- Job -
List every line of the material below that contains the string "stone", copying each line in full. Case counts.

++++ Data in this exercise ++++

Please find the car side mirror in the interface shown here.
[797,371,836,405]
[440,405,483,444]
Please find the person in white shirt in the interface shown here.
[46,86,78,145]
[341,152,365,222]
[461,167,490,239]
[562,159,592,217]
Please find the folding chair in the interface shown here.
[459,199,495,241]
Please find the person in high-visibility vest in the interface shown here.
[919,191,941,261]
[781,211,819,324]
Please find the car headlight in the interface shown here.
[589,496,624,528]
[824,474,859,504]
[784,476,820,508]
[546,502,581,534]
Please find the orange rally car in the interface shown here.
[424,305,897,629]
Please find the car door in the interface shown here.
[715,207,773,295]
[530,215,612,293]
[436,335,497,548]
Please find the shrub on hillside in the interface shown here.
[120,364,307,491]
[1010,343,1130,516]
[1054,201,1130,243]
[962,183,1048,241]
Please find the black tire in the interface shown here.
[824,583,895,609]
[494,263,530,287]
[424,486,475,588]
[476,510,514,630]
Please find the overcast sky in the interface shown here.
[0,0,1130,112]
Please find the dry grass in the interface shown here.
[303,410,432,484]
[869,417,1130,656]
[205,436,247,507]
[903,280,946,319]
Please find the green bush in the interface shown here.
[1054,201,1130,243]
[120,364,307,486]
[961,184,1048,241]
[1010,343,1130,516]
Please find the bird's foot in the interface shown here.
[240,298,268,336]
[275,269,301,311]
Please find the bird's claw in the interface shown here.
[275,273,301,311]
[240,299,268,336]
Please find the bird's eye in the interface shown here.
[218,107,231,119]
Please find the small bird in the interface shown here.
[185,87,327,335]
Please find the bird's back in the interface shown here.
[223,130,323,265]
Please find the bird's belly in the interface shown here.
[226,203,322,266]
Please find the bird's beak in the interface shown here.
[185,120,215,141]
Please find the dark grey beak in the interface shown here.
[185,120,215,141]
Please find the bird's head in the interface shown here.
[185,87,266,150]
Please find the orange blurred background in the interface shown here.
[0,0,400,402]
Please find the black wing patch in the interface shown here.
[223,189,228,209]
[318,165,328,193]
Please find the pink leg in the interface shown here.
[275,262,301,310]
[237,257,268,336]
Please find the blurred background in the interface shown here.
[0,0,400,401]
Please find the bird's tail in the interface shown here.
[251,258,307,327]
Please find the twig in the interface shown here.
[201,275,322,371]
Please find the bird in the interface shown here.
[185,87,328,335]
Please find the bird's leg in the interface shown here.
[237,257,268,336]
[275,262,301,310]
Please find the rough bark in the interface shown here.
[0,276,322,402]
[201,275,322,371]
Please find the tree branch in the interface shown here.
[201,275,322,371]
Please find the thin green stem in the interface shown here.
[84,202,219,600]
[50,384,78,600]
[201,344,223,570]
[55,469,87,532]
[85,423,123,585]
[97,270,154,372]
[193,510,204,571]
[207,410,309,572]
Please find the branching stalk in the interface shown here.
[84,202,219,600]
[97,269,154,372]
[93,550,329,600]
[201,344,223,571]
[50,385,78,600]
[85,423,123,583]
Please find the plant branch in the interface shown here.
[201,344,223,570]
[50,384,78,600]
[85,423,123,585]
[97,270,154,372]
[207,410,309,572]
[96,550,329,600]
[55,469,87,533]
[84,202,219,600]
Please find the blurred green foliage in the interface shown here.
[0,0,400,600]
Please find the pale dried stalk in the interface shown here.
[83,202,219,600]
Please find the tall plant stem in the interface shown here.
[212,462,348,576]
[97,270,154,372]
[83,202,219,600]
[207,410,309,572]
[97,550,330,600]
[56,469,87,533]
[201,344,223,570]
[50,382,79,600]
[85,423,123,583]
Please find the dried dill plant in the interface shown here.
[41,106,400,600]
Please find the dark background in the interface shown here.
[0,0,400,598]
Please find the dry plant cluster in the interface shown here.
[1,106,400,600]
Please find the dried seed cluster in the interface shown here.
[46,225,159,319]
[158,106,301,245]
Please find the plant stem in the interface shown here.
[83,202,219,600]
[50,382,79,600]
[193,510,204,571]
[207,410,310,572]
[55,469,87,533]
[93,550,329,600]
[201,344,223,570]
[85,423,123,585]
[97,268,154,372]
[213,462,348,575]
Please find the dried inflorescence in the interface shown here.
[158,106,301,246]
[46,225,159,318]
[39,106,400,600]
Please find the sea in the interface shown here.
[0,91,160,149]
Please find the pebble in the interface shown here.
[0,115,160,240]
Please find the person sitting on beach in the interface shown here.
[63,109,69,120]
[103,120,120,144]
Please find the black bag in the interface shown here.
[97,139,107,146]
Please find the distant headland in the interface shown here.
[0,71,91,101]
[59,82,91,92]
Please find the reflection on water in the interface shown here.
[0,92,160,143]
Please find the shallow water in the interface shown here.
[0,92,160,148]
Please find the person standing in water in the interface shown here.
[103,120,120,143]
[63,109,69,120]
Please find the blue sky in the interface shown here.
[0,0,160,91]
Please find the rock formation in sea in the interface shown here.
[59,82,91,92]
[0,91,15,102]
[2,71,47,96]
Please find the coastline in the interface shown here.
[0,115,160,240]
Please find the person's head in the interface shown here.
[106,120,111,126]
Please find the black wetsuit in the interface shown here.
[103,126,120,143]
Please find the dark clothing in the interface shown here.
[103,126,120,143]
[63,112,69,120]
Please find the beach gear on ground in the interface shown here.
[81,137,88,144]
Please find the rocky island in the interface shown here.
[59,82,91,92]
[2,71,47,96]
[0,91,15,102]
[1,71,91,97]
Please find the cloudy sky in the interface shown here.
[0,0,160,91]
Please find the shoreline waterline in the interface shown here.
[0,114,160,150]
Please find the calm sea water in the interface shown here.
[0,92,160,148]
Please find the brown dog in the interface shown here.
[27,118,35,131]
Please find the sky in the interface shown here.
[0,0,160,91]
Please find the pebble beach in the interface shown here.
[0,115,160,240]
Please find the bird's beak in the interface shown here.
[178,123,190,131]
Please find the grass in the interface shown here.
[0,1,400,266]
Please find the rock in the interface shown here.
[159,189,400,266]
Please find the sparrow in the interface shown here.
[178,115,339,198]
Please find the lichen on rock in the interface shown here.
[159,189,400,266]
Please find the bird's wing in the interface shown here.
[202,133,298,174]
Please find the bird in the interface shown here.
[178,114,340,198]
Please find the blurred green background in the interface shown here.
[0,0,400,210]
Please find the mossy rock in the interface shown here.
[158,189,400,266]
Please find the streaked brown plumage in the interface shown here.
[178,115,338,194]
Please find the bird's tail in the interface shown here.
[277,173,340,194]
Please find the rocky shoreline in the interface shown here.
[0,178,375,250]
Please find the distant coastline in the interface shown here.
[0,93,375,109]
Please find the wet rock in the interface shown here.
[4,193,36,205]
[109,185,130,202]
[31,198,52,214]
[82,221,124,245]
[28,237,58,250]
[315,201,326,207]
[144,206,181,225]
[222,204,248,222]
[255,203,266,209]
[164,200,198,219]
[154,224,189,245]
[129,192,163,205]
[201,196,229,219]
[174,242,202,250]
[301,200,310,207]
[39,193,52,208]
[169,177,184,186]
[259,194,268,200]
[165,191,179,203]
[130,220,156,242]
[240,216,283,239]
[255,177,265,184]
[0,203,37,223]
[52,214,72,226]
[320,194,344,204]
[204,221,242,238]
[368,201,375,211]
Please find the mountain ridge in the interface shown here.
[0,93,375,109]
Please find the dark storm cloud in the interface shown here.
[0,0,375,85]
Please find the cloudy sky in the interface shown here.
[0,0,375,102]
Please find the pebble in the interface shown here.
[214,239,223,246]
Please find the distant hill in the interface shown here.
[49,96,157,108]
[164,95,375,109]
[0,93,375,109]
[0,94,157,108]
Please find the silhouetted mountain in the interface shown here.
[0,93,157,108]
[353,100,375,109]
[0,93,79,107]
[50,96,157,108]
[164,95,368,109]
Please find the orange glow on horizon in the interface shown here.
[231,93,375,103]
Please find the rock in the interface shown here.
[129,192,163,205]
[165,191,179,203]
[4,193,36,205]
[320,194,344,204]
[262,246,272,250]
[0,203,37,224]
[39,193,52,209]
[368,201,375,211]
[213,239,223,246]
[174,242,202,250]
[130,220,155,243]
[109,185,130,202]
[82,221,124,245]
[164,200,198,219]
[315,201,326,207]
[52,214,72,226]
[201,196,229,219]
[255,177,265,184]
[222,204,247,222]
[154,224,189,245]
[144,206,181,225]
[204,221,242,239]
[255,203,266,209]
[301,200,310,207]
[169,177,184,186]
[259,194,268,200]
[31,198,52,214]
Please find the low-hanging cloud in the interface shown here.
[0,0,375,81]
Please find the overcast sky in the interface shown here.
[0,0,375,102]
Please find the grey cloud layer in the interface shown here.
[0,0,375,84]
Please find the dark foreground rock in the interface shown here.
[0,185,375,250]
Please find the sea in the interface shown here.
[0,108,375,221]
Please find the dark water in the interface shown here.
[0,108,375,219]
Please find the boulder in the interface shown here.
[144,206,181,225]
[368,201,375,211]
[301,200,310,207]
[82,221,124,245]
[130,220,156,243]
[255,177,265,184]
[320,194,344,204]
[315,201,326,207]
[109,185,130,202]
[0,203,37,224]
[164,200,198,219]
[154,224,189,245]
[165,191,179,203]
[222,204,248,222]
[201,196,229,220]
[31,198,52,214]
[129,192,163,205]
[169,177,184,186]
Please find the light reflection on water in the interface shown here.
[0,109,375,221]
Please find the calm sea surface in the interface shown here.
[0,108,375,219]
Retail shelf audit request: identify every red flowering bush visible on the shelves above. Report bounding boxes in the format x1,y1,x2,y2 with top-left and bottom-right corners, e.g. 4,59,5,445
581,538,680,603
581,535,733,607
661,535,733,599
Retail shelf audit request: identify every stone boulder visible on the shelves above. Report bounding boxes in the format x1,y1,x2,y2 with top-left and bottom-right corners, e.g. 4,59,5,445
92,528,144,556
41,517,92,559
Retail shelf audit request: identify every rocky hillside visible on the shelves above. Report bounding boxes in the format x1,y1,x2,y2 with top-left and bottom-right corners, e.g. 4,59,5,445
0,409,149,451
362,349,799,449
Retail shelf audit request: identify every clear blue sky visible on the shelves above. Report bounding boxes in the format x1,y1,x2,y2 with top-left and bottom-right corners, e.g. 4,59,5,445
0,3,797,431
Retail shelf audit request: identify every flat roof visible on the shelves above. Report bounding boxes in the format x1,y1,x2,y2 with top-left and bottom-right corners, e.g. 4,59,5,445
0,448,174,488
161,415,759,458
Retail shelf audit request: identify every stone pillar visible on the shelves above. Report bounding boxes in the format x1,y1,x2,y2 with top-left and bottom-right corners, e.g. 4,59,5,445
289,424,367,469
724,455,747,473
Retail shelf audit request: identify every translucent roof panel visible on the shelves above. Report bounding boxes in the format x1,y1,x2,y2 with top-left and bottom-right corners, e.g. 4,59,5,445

++++

- Problem solution -
Retail shelf audit request: identify every stone boulder visible on the shelves above. Report bounding boxes in the format x1,y1,x2,y2 with top-left and bottom-right corners, e.g. 4,59,5,445
Retail shelf audit request: identify every stone pillar visible on the shelves above. Report bounding boxes in the format x1,y1,x2,y2 with top-left and bottom-right corners, e.g. 4,59,5,445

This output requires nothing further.